* _WORK ORDER_
All of the data should be given again word for word, though the images are to be left out.

* _DATA_
==================================================
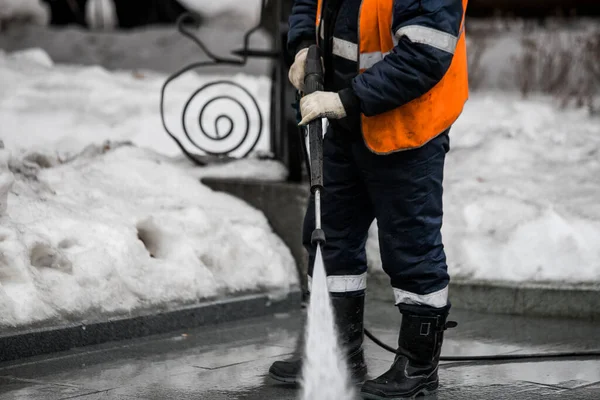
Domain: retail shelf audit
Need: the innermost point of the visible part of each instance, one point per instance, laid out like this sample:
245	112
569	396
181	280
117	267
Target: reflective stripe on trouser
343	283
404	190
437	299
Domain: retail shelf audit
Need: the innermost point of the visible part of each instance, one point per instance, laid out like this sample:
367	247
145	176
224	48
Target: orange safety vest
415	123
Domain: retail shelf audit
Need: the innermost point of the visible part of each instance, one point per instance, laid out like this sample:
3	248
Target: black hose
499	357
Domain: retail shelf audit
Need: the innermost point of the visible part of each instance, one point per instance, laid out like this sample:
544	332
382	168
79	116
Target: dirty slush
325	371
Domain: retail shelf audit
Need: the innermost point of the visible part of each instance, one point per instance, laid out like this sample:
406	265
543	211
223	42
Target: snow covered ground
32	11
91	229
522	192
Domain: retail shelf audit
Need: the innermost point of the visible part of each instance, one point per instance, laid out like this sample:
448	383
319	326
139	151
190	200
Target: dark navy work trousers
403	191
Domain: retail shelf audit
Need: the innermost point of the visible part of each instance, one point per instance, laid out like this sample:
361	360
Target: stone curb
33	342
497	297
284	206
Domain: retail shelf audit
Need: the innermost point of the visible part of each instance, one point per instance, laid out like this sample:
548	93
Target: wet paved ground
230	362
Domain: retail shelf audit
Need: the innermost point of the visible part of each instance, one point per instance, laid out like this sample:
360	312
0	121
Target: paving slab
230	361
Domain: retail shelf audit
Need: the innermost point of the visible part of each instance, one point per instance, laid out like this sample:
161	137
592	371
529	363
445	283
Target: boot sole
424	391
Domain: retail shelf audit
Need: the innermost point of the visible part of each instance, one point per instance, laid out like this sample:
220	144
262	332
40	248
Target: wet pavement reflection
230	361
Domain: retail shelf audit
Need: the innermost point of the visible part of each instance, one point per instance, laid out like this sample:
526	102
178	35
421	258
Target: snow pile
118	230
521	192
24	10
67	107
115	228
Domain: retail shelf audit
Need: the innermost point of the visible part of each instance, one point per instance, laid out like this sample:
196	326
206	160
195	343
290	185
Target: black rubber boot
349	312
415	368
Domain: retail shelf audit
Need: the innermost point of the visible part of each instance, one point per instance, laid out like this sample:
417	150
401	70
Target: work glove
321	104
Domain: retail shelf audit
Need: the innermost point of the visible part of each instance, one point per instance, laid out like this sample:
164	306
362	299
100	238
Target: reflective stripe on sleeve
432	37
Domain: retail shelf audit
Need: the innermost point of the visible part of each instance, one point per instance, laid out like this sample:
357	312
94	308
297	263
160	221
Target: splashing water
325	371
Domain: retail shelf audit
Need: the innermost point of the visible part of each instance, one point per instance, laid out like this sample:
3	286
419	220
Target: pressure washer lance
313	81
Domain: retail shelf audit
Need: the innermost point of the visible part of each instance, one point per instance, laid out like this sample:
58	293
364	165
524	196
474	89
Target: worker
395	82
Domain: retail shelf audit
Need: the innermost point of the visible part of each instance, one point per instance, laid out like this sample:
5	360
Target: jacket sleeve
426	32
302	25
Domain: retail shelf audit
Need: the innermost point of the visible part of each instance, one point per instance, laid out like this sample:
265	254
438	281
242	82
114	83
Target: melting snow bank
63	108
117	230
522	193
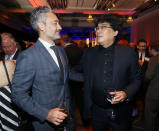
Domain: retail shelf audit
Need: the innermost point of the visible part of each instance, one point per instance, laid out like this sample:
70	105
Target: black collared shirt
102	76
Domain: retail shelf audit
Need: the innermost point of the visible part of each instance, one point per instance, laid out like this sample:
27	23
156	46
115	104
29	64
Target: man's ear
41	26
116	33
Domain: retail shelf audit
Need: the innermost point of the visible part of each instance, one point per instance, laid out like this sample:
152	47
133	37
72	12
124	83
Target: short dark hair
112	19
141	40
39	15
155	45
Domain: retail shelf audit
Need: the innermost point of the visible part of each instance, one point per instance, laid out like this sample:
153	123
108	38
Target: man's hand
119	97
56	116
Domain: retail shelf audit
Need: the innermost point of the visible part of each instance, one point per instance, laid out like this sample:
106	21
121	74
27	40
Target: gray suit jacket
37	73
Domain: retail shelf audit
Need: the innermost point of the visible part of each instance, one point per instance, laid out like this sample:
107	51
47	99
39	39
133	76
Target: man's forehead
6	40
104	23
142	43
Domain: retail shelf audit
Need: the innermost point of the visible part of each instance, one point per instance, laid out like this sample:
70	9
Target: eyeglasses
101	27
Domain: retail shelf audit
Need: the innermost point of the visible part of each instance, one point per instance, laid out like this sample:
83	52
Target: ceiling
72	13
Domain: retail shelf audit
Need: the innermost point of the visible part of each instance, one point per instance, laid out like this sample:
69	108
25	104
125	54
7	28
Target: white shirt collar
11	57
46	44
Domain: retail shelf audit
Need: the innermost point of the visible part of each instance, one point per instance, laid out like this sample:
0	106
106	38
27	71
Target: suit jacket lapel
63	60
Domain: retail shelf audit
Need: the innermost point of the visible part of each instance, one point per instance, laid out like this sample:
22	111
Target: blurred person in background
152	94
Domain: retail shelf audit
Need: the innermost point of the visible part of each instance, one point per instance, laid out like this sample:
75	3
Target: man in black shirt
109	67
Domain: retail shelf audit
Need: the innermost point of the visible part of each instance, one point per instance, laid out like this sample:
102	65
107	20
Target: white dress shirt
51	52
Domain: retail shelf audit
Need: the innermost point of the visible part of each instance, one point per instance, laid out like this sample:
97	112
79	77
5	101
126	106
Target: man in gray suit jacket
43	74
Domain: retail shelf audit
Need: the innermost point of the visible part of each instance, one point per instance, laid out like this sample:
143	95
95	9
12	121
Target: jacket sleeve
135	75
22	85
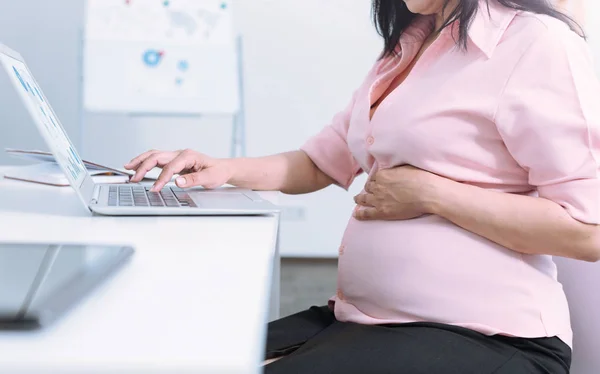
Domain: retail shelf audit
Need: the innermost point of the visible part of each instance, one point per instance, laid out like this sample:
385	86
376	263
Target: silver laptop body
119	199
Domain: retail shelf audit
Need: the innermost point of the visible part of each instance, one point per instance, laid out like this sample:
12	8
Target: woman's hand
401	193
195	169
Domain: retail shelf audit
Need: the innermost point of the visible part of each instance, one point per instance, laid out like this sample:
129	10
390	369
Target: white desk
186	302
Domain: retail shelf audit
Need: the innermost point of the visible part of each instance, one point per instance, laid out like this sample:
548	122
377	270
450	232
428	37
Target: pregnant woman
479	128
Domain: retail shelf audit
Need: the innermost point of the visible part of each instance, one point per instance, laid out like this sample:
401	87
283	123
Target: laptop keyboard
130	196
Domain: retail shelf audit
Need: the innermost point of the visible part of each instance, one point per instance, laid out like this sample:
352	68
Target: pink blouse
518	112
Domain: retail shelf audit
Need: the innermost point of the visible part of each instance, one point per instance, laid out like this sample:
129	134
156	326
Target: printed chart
==================================================
* _SOLUTION FOR THIS EXERCISE_
Domain: retail shelf audit
Need: the innermost point of the visible part of each instance, one point per instance, laid out like this sample:
245	112
569	396
181	280
117	267
Target: reflective stripe on trouser
343	283
404	190
437	299
Domain: retail shelf audit
Need: the innermost point of the visible part of each instance, one point per instance, laid out like this sample:
367	247
145	176
224	48
Target: orange safety vest
415	123
Domain: retail shelf audit
Need: the innermost point of the visible part of each instance, one point per instance, laid out like this sample:
3	248
Target: black hose
499	357
Domain: retail shelf audit
Need: the innermost point of the visible part of each instance, one point per instance, laid out like this sample:
544	332
382	168
79	116
Target: dirty slush
325	371
Domain: retail shelf audit
Need: the innermost point of the visible part of each instance, one point per instance, laid out like this sample:
406	265
543	211
223	42
Target: snow covered ground
32	11
91	229
522	192
Domain: retail shelf audit
Need: the innermost point of the visible part of each instance, one point per instance, laid out like this sample:
448	383
319	326
139	151
190	200
Target: dark navy work trousers
403	191
Domain: retail shelf audit
Need: the innermost point of the visible part of each instance, one point per instance, laid out like this sample:
361	360
Target: stone curb
33	342
497	297
284	206
Domain: retail shelf audit
Need: the innermost point of the visible part of each instance, one point per instance, laid out like this sample:
548	93
Target: wet paved ground
230	362
Domain: retail shelf audit
Need: the innermost point of the visible part of each instance, one point per instance, laid out like this sample:
360	312
0	121
Target: paving slab
230	361
Domain: retail shelf audit
Need: the innermost point of the visible part of each instance, one point per instance, laid out like this sample:
161	137
592	371
529	363
445	283
Target: boot sole
424	391
Domain: retail shelf audit
Need: the innermost point of the visible part of each instance, one point per instance, laid out like this sample:
220	144
262	332
40	248
Target: wet pavement reflection
230	361
Domain: retail shelf audit
Need: the innermost point of the visible part of each instance, one point per instance, laid out like this sample:
526	102
178	35
421	258
Target: snow pile
118	230
521	192
24	10
67	107
115	228
Domain: retail shelf audit
Need: the innermost point of the visible part of each instance, one point per instance, laid out like this sample:
196	326
206	160
195	343
290	185
Target: black rubber boot
349	312
415	368
Domain: retail shelf audit
Need: the innermost point of the visible part of each instance, one point per instance, laid out like this sample:
417	150
401	70
Target: work glove
321	104
Domain: retail shelf audit
Need: the innermost point of the visible part of each instance, one point per instance, laid out like this sample:
164	306
362	299
100	238
Target: reflective stripe on sleeve
432	37
Domain: retail shelf audit
Need: the innermost point of the visible part of each instance, one point per instance, laid out like this sample:
357	312
94	308
297	263
160	221
Target: splashing water
325	371
Domain: retail shelf audit
Need: the innermost point of the visible part of each instance, one point per instance, laid out like this sample:
3	286
419	220
Target: pressure washer lance
313	81
Domain: retail shelf audit
Need: the innermost point of the visible part of each instance, one point per instance, laid out like this sample:
58	293
364	165
524	196
474	89
Target: worker
395	82
Domain: retail shelf audit
Need: the innermost point of the visible part of each instance, one point per instance, laid out like this sample:
5	360
Target: jacket sleeve
426	32
302	25
Domain: retail shelf audit
Need: the innermost point of the visible part of each instance, one point per instance, laid out like this sample:
265	254
438	281
242	82
114	83
Target: melting snow bank
63	108
117	230
522	193
Domain: retail shelf audit
Need: the innermost point of the visible part of each instance, one point per instance, laid out like this sample:
70	105
Target: black collared shirt
102	76
Domain: retail shelf audit
Need: the innermost point of the visible part of each instance, one point per instance, laid out like this sample:
27	23
156	46
115	104
29	64
Target: man's ear
41	26
116	33
Domain: retail shelf audit
Need: the innermost point of the visible part of each instance, one point per instance, laid out like this sample:
152	47
133	37
72	12
124	83
Target: short dark hair
112	19
141	40
39	15
155	45
Domain: retail shelf audit
Need: the innermost point of the visible part of each instance, one point per instance, laid out like this sample:
153	123
108	38
Target: man's hand
119	97
56	116
Domain: retail shelf audit
Need: the innermost point of the visible part of each instance, one point per instance, laid out like this sample:
106	21
121	74
27	40
Target: gray suit jacket
37	73
Domain: retail shelf audit
Need: the innermost point of the visible part of each instance, one point per instance, laid out like this sample:
107	51
47	99
39	39
133	76
Target: man's forehead
6	40
104	23
142	43
Domain: retail shelf audit
Need: the innermost point of the visible part of each instance, one point per instance, laid out like this sample:
70	9
Target: eyeglasses
101	27
Domain: retail shelf audit
Need: the innermost point of the visible part of each instance, one point per instance, laid out like this sample:
83	52
Target: ceiling
72	13
Domain: retail shelf audit
Need: the innermost point of the visible part of each instance, one point per instance, laid out like this sample:
69	108
25	104
125	54
7	28
Target: white shirt collar
11	57
46	44
Domain: retail shelf audit
Need: the innermost point of the visible part of each instance, one point per instance, laid out like this sample:
0	106
106	38
27	71
Target: suit jacket lapel
63	60
Domain: retail shelf audit
Need: the innermost point of the visible part of each instance, one point per instance, laid out like this sample:
22	111
Target: blurred person in background
152	94
Domain: retail shelf audit
Need: the innermost point of the visible part of each instance, one point per instance, laid out like this sample:
75	3
Target: man in black shirt
109	67
Domain: retail shelf audit
Need: the innermost point of the visible part of each instance, one point per instance, laid out like this sample:
102	65
107	20
Target: white dress shirt
51	52
Domain: retail shelf audit
Need: the innermost point of the visible part of each instance, one point per instance, laid out like this sample:
97	112
79	77
5	101
126	106
Target: man in gray suit jacket
43	74
Domain: retail shelf audit
Need: the innermost point of the visible part of each instance, one point per instance, laid out like this sample:
143	95
95	9
12	121
Target: jacket sleeve
135	75
22	85
Domain: retail shelf audit
Need: the innermost point of the visible part of each instance, one point per instance, laid out like this sample:
385	86
376	263
Target: silver laptop body
119	199
Domain: retail shelf audit
Need: the innermost point of the visible part of each instance, one point per instance, laid out like this sample:
12	8
Target: woman's hand
401	193
195	169
Domain: retail shelf audit
Need: the innermost point of the visible part of each instance, one point per instance, laid out like this sample:
129	10
390	369
Target: white desk
186	302
Domain: retail shelf audit
Need: the innermost point of the visible part of each instance, one point per instance, laid out like this sample:
548	122
377	270
450	232
428	37
Target: pregnant woman
479	128
Domain: retail shelf audit
Need: the innermost point of the visible part of each instance, one point per instance, laid out like this sample:
401	87
283	123
Target: laptop keyboard
130	196
Domain: retail shelf audit
Need: the innermost point of the visible part of each instance, one point per instance, laid out like this sample:
352	68
Target: pink blouse
518	112
Domain: retail shelf audit
Need: the innermost point of the visible part of each instance, one point per instance, laid out like this sample:
129	134
156	326
Target: printed chart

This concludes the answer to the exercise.